About this exercise » Across the material below, how many lines contain the word "bison"? Respond with the number only.
BEGIN
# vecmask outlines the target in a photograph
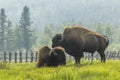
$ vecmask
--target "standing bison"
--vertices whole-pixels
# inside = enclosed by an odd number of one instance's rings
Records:
[[[44,46],[39,50],[37,67],[65,65],[65,50],[62,47],[49,48]]]
[[[62,46],[65,51],[80,63],[83,52],[100,54],[101,62],[105,62],[104,51],[109,44],[108,37],[83,27],[66,28],[63,34],[56,34],[52,39],[52,47]]]

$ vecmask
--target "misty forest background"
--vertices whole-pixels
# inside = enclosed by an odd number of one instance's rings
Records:
[[[37,23],[37,26],[35,26],[35,20],[31,18],[33,13],[31,13],[31,9],[28,6],[23,7],[20,16],[12,14],[14,17],[19,17],[19,21],[16,22],[8,17],[7,12],[5,8],[0,10],[0,52],[36,51],[41,46],[51,46],[52,37],[56,33],[62,33],[66,27],[70,26],[84,26],[87,29],[105,34],[110,40],[107,50],[116,51],[120,49],[120,27],[109,22],[103,23],[104,20],[103,22],[85,24],[80,20],[75,21],[74,18],[70,18],[70,22],[62,22],[58,25],[54,23],[41,25],[41,22],[38,22],[40,25]],[[48,20],[49,18],[48,16]],[[38,26],[44,27],[39,28]]]

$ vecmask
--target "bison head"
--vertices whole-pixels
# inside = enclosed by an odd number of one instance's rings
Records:
[[[63,40],[63,34],[56,34],[52,39],[52,48],[56,46],[61,46]]]
[[[65,50],[62,47],[54,47],[50,53],[49,66],[58,66],[66,64]]]

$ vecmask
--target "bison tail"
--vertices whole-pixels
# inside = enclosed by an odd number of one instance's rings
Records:
[[[106,47],[109,45],[109,38],[108,36],[105,36],[106,37]]]

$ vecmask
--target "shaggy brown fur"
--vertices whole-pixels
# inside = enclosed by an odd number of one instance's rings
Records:
[[[52,47],[62,46],[76,63],[80,63],[83,52],[90,52],[93,56],[95,51],[100,54],[101,62],[105,62],[104,51],[108,43],[107,36],[80,26],[66,28],[63,34],[56,34],[52,39]]]
[[[37,67],[42,66],[58,66],[65,65],[65,50],[62,47],[54,47],[53,49],[44,46],[39,50]]]
[[[66,64],[65,50],[62,47],[54,47],[50,51],[50,66],[58,66]]]
[[[49,48],[48,46],[44,46],[39,50],[37,67],[48,65],[50,50],[51,48]]]

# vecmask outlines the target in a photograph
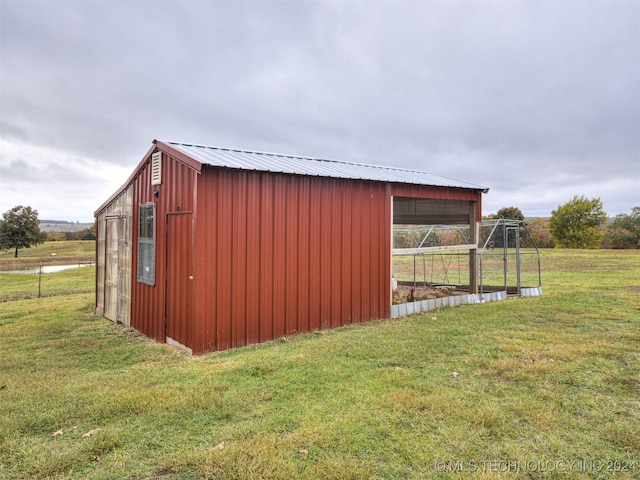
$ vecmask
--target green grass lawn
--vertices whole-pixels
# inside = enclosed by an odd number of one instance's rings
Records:
[[[55,255],[52,255],[55,254]],[[12,252],[0,253],[0,303],[9,300],[48,297],[95,291],[95,266],[83,266],[56,274],[8,274],[10,270],[37,270],[40,265],[86,265],[95,261],[95,242],[70,240],[46,242]]]
[[[0,478],[638,478],[640,252],[542,265],[541,297],[193,358],[92,293],[0,303]]]
[[[95,291],[96,267],[86,265],[58,273],[8,274],[0,271],[0,304],[26,298]]]

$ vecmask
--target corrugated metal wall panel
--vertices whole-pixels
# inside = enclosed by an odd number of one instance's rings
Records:
[[[320,261],[320,295],[318,303],[319,309],[319,325],[320,328],[328,328],[331,326],[331,288],[333,283],[338,279],[333,278],[331,272],[332,251],[331,237],[333,235],[333,227],[336,212],[333,210],[333,186],[334,181],[329,179],[318,184],[320,205],[320,248],[318,250],[318,259]],[[314,252],[311,252],[314,255]]]
[[[192,349],[194,331],[193,215],[167,215],[166,337]]]
[[[358,322],[359,312],[362,310],[362,229],[364,220],[362,218],[362,189],[363,184],[358,182],[351,188],[350,203],[352,207],[353,224],[351,228],[351,321]]]
[[[139,235],[139,206],[142,203],[150,203],[154,201],[153,190],[151,188],[151,176],[149,174],[150,168],[148,164],[140,171],[140,174],[135,178],[134,195],[133,195],[133,231],[134,239],[138,239]],[[157,252],[161,247],[159,241],[160,231],[158,225],[158,218],[160,217],[160,209],[156,206],[156,271],[155,271],[155,286],[148,286],[141,284],[137,281],[137,264],[138,264],[138,244],[137,241],[133,245],[132,255],[132,310],[131,310],[131,326],[136,330],[141,331],[145,335],[159,341],[164,342],[164,288],[161,288],[161,284],[158,283],[158,272],[160,271],[161,264],[158,261]],[[164,243],[162,243],[163,245]],[[164,264],[164,250],[162,265]],[[134,278],[136,277],[136,278]],[[152,295],[156,293],[156,295]],[[154,322],[153,319],[156,319]],[[156,325],[159,324],[159,325]]]
[[[199,181],[194,353],[388,315],[384,185],[209,168]]]
[[[358,221],[352,216],[352,202],[351,192],[344,192],[340,198],[340,211],[341,216],[341,249],[342,249],[342,263],[341,263],[341,283],[343,295],[340,296],[340,311],[343,323],[351,323],[353,321],[353,305],[352,295],[353,291],[353,245],[352,245],[352,230],[353,226]]]
[[[273,264],[280,259],[274,258],[273,250],[273,178],[263,175],[260,184],[260,231],[253,230],[253,235],[259,235],[260,255],[254,259],[260,265],[259,287],[259,331],[260,341],[273,338]],[[250,320],[251,321],[251,320]]]
[[[254,301],[255,292],[247,289],[247,174],[238,172],[238,188],[232,189],[231,224],[232,224],[232,278],[231,288],[233,304],[231,305],[232,325],[231,344],[238,345],[247,341],[247,305]]]
[[[284,183],[287,186],[287,183]],[[284,311],[285,311],[285,334],[290,335],[298,330],[298,235],[300,230],[300,217],[298,215],[298,196],[300,185],[298,182],[289,182],[288,188],[284,189],[284,212],[285,212],[285,239],[284,239]]]
[[[287,333],[287,291],[291,285],[286,283],[287,258],[287,189],[293,187],[293,183],[281,175],[274,175],[273,180],[273,331],[272,338],[282,337]],[[291,187],[289,187],[291,185]],[[292,188],[293,190],[293,188]],[[293,248],[291,256],[296,256],[296,249]],[[295,302],[294,302],[295,303]]]
[[[360,311],[355,312],[356,318],[362,317],[362,319],[371,318],[371,304],[372,298],[369,295],[371,282],[371,259],[369,258],[369,252],[371,251],[371,245],[367,242],[369,234],[372,231],[371,225],[371,196],[373,195],[371,190],[371,184],[365,183],[361,191],[361,197],[358,199],[360,204],[361,214],[360,222],[362,223],[362,229],[360,230],[360,265],[356,265],[355,274],[359,281],[360,290]],[[361,321],[361,320],[360,320]]]
[[[155,285],[146,285],[137,281],[138,245],[132,245],[132,310],[131,326],[136,330],[159,341],[165,341],[165,306],[166,306],[166,224],[167,214],[175,212],[193,212],[195,178],[197,173],[183,163],[171,160],[163,154],[162,183],[151,185],[150,156],[140,167],[138,175],[133,179],[133,238],[138,238],[139,205],[155,203],[156,205],[156,255]],[[154,191],[158,196],[154,196]],[[197,248],[197,247],[196,247]],[[181,292],[187,297],[186,292]],[[193,319],[189,325],[181,325],[180,329],[193,329]],[[189,334],[186,338],[193,338]],[[190,345],[186,345],[191,348]]]
[[[233,319],[231,317],[231,306],[233,304],[233,294],[231,290],[232,278],[234,271],[232,269],[233,263],[233,249],[241,247],[237,245],[233,238],[232,228],[232,179],[230,178],[230,172],[224,171],[219,174],[218,188],[216,188],[217,194],[217,239],[216,239],[216,269],[211,270],[213,272],[216,281],[216,318],[218,319],[218,344],[221,349],[230,348],[233,346]],[[240,272],[237,273],[241,275]],[[200,275],[198,276],[200,277]]]
[[[342,268],[343,262],[346,263],[347,259],[343,255],[342,251],[342,192],[344,191],[344,184],[340,180],[333,180],[331,182],[331,195],[327,199],[327,203],[331,204],[331,243],[330,243],[330,292],[331,292],[331,311],[329,313],[330,326],[337,327],[347,323],[347,318],[343,317],[342,312],[342,295],[346,292],[344,281],[344,270]]]
[[[247,325],[246,343],[253,344],[260,341],[260,175],[250,173],[247,175],[247,211],[244,213],[247,219],[247,245],[245,250],[240,250],[239,255],[247,258],[247,276],[240,279],[245,283],[247,290]]]
[[[213,172],[210,172],[213,175]],[[217,253],[215,235],[217,231],[217,196],[205,194],[202,175],[198,177],[195,215],[195,331],[193,352],[200,353],[218,349],[218,324],[215,315],[217,297],[213,285],[216,281]],[[208,182],[215,184],[216,182]]]
[[[298,259],[296,298],[297,308],[297,331],[309,332],[311,330],[311,256],[300,248],[300,245],[311,244],[311,181],[308,177],[302,177],[296,182],[298,185],[297,205],[297,228],[298,240],[292,245]]]
[[[320,308],[322,304],[321,285],[321,215],[322,182],[313,179],[309,182],[309,244],[298,245],[300,255],[309,257],[309,278],[305,283],[309,288],[309,331],[320,328]],[[304,279],[300,279],[304,282]]]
END
Your solution » 3